### Trecho
+ + + + + + +
ESTIRÃO DO EQUADOR

Havia a presença de um oficial médico em cada pelotão de fronteira no Solimões. Quando um destes pelotões (eram quatro), por qualquer razão, ficava sem o seu esculápio, cabia ao Hospital de Guarnição de Tabatinga (HGuT), sediado em Benjamin Constant, indicar o profissional substituto.
Tínhamos uma escala no hospital para atender essas necessidades. Em geral, designava-se um médico R2 para assistir o pelotão por um tempo mínimo de 15 dias.
Ao passar a direção do HGuT para o Dr. Cunha, um major médico transferido de Belém, daí em diante fui incluído na escala. Em pouco tempo, lá estava eu em Estirão do Equador.
Situado à margem direita do Javari, num trecho em que o rio é um retão, o pelotão não tinha sequer um aldeamento civil ao redor. Eram as instalações militares, a selva, o rio e, do outro lado, o Peru. Comandava o efetivo militar local um primeiro-tenente de infantaria.
Ao sermos apresentados, ele e eu sabíamos das nossas posições na hierarquia militar. No confronto, eu era mais antigo, e antiguidade é posto, como se diz na caserna. Não era à toa que existia o Almanaque do Exército para dirimir eventuais impasses.
+ + + + + + +
### Dados fornecidos
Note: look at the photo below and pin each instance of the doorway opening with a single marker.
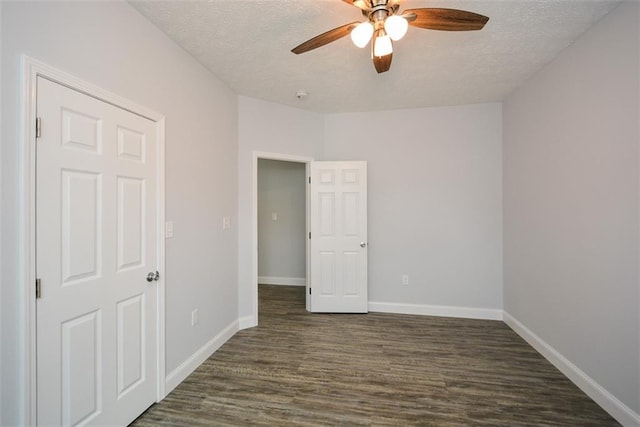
(276, 256)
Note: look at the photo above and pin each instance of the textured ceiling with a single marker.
(247, 44)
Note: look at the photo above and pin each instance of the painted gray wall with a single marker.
(111, 45)
(571, 204)
(281, 243)
(435, 201)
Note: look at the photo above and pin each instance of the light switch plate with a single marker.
(226, 222)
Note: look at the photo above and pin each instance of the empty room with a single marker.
(320, 212)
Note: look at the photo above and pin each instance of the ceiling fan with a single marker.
(385, 25)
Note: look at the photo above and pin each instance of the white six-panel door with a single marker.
(96, 243)
(338, 245)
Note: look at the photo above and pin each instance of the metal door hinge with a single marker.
(38, 127)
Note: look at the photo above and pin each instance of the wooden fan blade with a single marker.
(324, 38)
(382, 63)
(446, 19)
(361, 4)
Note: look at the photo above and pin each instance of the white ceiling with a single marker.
(247, 44)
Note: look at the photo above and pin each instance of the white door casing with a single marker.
(338, 248)
(96, 240)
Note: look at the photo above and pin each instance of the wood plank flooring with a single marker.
(376, 369)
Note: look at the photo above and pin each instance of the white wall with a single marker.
(109, 44)
(435, 202)
(571, 205)
(281, 242)
(272, 128)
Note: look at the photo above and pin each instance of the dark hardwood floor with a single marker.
(374, 369)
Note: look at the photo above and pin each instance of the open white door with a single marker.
(96, 244)
(338, 239)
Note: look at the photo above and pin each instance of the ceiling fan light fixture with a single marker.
(396, 27)
(382, 44)
(361, 34)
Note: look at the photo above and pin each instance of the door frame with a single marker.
(31, 70)
(255, 156)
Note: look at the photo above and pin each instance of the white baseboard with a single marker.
(247, 322)
(287, 281)
(188, 366)
(436, 310)
(618, 410)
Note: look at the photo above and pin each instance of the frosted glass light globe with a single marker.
(362, 34)
(396, 27)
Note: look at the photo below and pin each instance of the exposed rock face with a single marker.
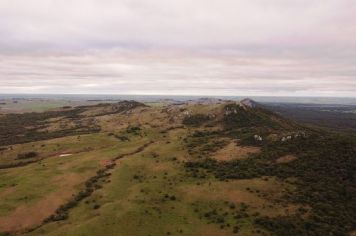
(248, 103)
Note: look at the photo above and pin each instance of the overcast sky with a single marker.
(198, 47)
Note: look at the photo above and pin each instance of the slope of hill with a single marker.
(204, 168)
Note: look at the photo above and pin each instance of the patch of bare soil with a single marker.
(233, 151)
(286, 159)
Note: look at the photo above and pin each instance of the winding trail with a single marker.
(62, 212)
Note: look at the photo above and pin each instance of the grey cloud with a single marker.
(218, 47)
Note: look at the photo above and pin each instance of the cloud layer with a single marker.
(203, 47)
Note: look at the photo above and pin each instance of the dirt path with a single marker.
(61, 213)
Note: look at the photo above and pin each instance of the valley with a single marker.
(191, 168)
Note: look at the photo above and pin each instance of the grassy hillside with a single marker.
(190, 169)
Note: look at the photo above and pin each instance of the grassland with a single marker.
(131, 176)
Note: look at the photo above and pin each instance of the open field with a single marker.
(188, 169)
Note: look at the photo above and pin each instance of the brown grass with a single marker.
(286, 159)
(26, 216)
(233, 151)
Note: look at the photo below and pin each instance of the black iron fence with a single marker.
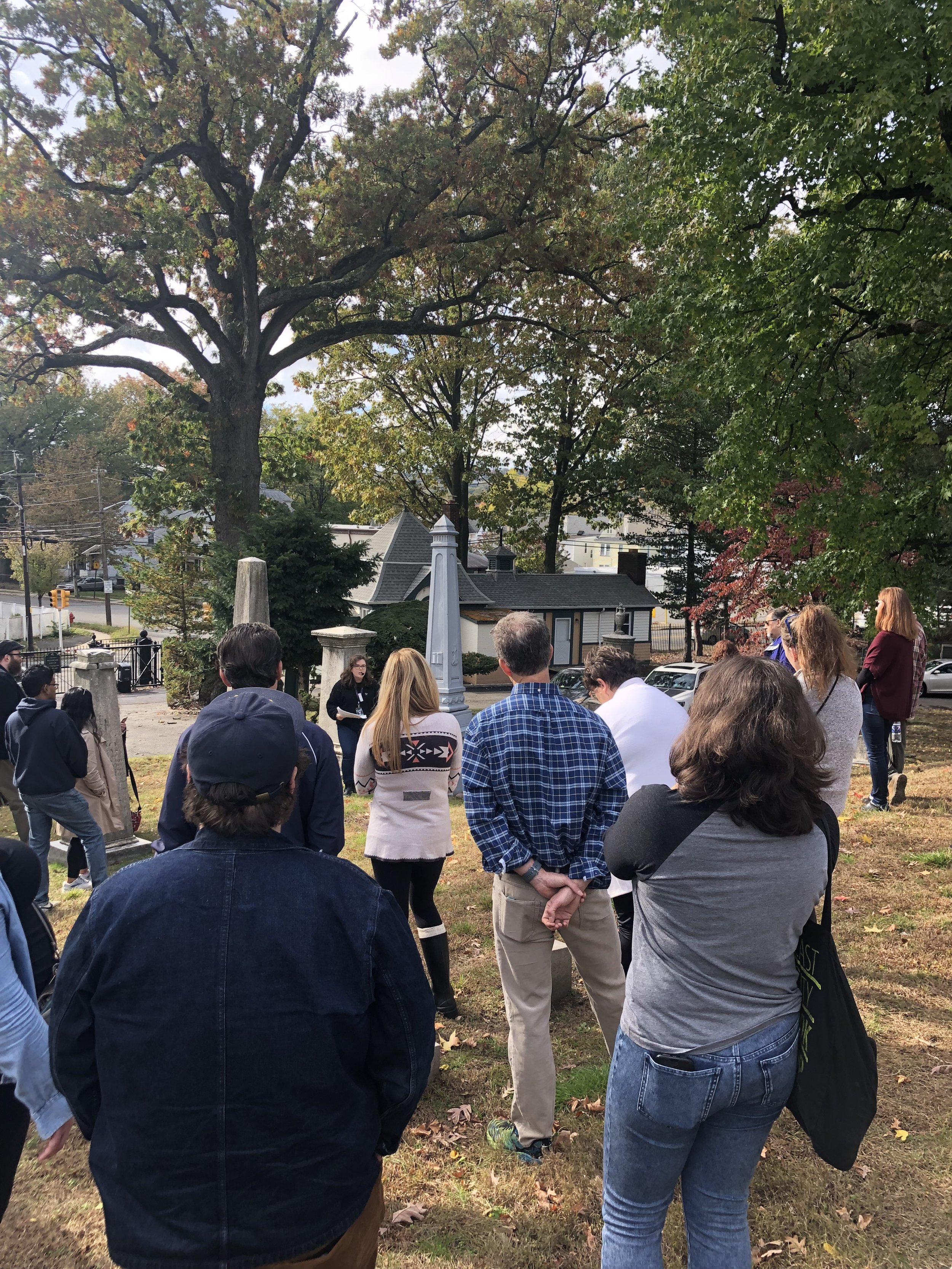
(137, 666)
+ + + + + + +
### Tarefas
• A. Diga se cada afirmação combina com o trecho sobre Estirão do Equador, respondendo sim ou não e copiando as palavras do trecho que decidem a questão. (i) Cada pelotão de fronteira no Solimões tinha um oficial médico. (ii) Havia um povoado civil em volta do pelotão de Estirão do Equador. (iii) O médico R2 escalado ficava no pelotão por pelo menos 15 dias.
• B. Escreva a continuação do trecho sobre Estirão do Equador, começando logo depois da última frase.
O material não é preciso aqui.

### Respostas
• A.
(i) Sim: "Havia a presença de um oficial médico em cada pelotão de fronteira no Solimões."
(ii) Não: "o pelotão não tinha sequer um aldeamento civil ao redor."
(iii) Sim: "por um tempo mínimo de 15 dias."

• B.
Após me informar sobre a hora da formatura matinal, o comandante do pelotão me indagou se eu pretendia comparecer. Respondi que não. Ficasse ele dispensado de apresentar-me a tropa em forma nas alvoradas. Eu  sairia do café diretamente do alojamento para a enfermaria do pelotão, onde estaria à disposição dos militares que alegassem doenças.
A enfermaria, o refeitório e o alojamento constituíram o meu espaço em Estirão do Equador naqueles 15 dias. Felizmente, todas as portas e janelas das citadas instalações eram teladas, além disso eu passava o Repelex no corpo. O que aprendi ser necessário, pois os insetos hematófagos não davam trégua. Naquelas bandas, o pium (de hábitos diurnos) passava o serviço para o carapanã (de costumes noturnos). (1)
O rancho, meu Deus, era à base de enlatados. O que acontecia com menor frequência em Benjamin Constant, onde aparecia um tambaqui fresco no almoço e, à noite, podíamos ir comer um churrasco no restaurante do Magalhães. Isso para não falar como as cozinheiras do hospital sabiam disfarçar a origem industrial de um fiambre.
Aproveitei o período no Estirão para realizar uma arrumação completa dos medicamentos nas prateleiras da enfermaria. A fim de facilitar a dispensação a quem me procurasse no consultório, o que quase não aconteceu.
Chumbo miúdo
De volta a Benjamin Constant, tive uma reunião difícil com o diretor do hospital. Ele tomara 
conhecimento da existência de um grande estoque de "Pulmocilin" na farmácia hospitalar. E sugeria que eu, na qualidade de médico pneumologista, não só prescrevesse o produto como também encorajasse o corpo clínico a fazer o mesmo. Fiz ponderações a respeito.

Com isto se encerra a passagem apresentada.